PROBLEM TO SOLVE. Copy word for word the stretch of the organ transplant law article below, from "The law also" through "and Culture, Karachi.".

TEXT.
····················
LAHORE, March 4: The proposed organ transplant law is designed to protect ‘kidney trade mafia’, alleges an NGO working for protection of citizens’ rights in a study.
“The cabinet-approved law, supposed to check the growing kidney trade in the country, not only miserably fails to bring this business under some ethical framework, but, in fact, provides legal cover to all the horrible things peculiar to this notorious business of human organs,” it laments.
The report says it appears that the government wants to legislate on the issue only to comply with the Supreme Court’s order asking it to bring the sector under some regulations. The law after being enacted will serve more as a cover for many surgeons involved in the organ trade whose business was largely considered as ‘unethical’, it apprehends.
The ordinance sadly fulfills the requirements of the kidney trade mafia as it legalises all the acknowledged unethical practices in the sector, it deplores.
The proposed law not only allows donors who are genetically related to the patient but also extends this permission to relatives of his or her spouse and offspring of wet-mothers.
The law also allows the non-relative donors after a formal approval of an `evaluation committee’ with dubious composition and astonishing powers, the report says.
“The experts ask why the government bothers to bring legislation if non-relative donors are going to be allowed,” it says.
It is pertinent to mention here that the legislations in other countries on the issue have been brought only to check the non-relative donations.
It fears the proposed legislation, in fact, will open a floodgate of exploitation of women and the poor. “If promulgated in its present form, it will defeat its professed objective - to prevent exploitation of the most vulnerable - and may indeed serve to provide legal protection to some of the activities it sets out to control,” says Dr Farhat Moazzem of the Centre for Biomedical Ethics and Culture, Karachi.
“A careful technical review of the proposed ordinance titled ‘Transplantation of Human Organs and Tissues Ordinance, 2007’ reveals major problems with it, and if not corrected, will give legal coverage to the existing unethical and immoral practices and will fail to create an honest, transparent, state of the art cutting-edge system of ‘science and art of modern transplantation’, defeating the purpose of the entire exercise,” says Dr Saeed Akhtar, a veteran ethical transplant surgeon, who works with Shifa International Hospital, Islamabad.
There are rumours that the government intends to convert the ordinance into a bill and table it in the parliament.
····················
MATERIAL SUPPLIED.
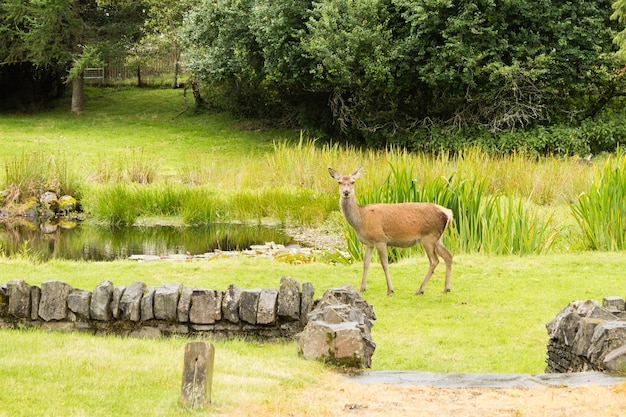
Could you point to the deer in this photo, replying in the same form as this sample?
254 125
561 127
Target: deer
399 225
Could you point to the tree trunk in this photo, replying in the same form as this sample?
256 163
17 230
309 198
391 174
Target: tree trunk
78 94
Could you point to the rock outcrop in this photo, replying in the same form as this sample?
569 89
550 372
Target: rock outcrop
338 330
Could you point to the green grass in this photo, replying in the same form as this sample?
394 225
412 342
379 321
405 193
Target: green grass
144 153
492 321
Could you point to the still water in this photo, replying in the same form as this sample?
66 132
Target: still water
97 243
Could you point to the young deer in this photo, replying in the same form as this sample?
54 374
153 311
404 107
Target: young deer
400 225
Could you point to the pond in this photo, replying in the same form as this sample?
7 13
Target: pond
97 243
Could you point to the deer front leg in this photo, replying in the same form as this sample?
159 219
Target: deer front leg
366 264
447 257
384 261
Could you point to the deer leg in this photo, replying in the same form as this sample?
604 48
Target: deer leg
447 257
369 250
433 261
384 261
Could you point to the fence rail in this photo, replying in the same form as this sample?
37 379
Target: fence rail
118 69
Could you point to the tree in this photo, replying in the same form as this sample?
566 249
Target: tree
62 36
381 69
162 26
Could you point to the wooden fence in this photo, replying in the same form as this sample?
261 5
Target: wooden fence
118 69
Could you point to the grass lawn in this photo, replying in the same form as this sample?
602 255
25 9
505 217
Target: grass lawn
492 321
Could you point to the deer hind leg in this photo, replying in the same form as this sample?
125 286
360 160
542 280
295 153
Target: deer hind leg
433 260
447 257
369 250
384 261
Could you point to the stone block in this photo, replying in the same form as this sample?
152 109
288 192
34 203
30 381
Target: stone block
230 304
118 292
289 298
206 306
53 302
266 312
19 298
78 303
184 305
35 297
130 302
248 305
338 330
582 340
147 304
306 301
614 304
340 344
166 301
607 336
100 307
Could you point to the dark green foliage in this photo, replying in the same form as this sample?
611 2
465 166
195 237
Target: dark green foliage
413 73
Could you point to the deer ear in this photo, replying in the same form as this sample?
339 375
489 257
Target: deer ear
333 173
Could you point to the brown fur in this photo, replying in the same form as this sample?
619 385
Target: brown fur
400 225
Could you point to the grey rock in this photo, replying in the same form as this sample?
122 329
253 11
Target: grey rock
614 304
184 304
306 302
248 305
118 292
35 297
166 301
147 304
206 306
289 298
230 304
19 298
53 302
266 313
100 307
78 303
130 302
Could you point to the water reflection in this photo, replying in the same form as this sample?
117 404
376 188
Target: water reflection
96 243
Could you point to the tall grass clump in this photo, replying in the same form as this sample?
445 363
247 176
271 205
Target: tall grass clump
30 175
601 211
122 204
114 205
483 222
134 166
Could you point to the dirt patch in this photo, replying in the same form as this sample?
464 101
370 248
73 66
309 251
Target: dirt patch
389 400
338 397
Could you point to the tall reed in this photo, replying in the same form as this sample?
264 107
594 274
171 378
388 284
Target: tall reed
601 211
29 175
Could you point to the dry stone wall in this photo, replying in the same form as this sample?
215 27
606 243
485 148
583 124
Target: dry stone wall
587 336
168 309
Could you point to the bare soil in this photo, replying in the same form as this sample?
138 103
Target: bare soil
339 397
387 400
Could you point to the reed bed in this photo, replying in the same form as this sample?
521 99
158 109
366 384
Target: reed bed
502 204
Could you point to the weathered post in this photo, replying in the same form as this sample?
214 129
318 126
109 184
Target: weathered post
197 375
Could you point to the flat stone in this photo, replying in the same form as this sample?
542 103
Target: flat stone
130 303
53 302
248 305
100 307
266 313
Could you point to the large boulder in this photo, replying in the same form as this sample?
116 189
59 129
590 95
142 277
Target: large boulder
338 331
587 336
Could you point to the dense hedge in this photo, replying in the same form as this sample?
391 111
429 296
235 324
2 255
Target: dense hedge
423 73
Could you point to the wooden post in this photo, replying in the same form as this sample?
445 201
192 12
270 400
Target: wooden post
197 375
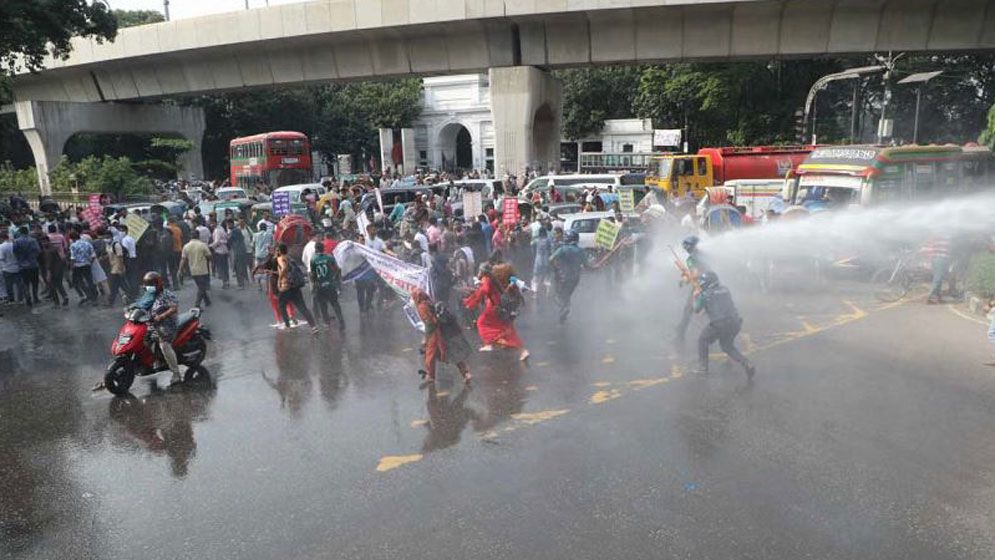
····················
ANSWER TO THIS TASK.
The law also allows the non-relative donors after a formal approval of an `evaluation committee’ with dubious composition and astonishing powers, the report says.
“The experts ask why the government bothers to bring legislation if non-relative donors are going to be allowed,” it says.
It is pertinent to mention here that the legislations in other countries on the issue have been brought only to check the non-relative donations.
It fears the proposed legislation, in fact, will open a floodgate of exploitation of women and the poor. “If promulgated in its present form, it will defeat its professed objective - to prevent exploitation of the most vulnerable - and may indeed serve to provide legal protection to some of the activities it sets out to control,” says Dr Farhat Moazzem of the Centre for Biomedical Ethics and Culture, Karachi.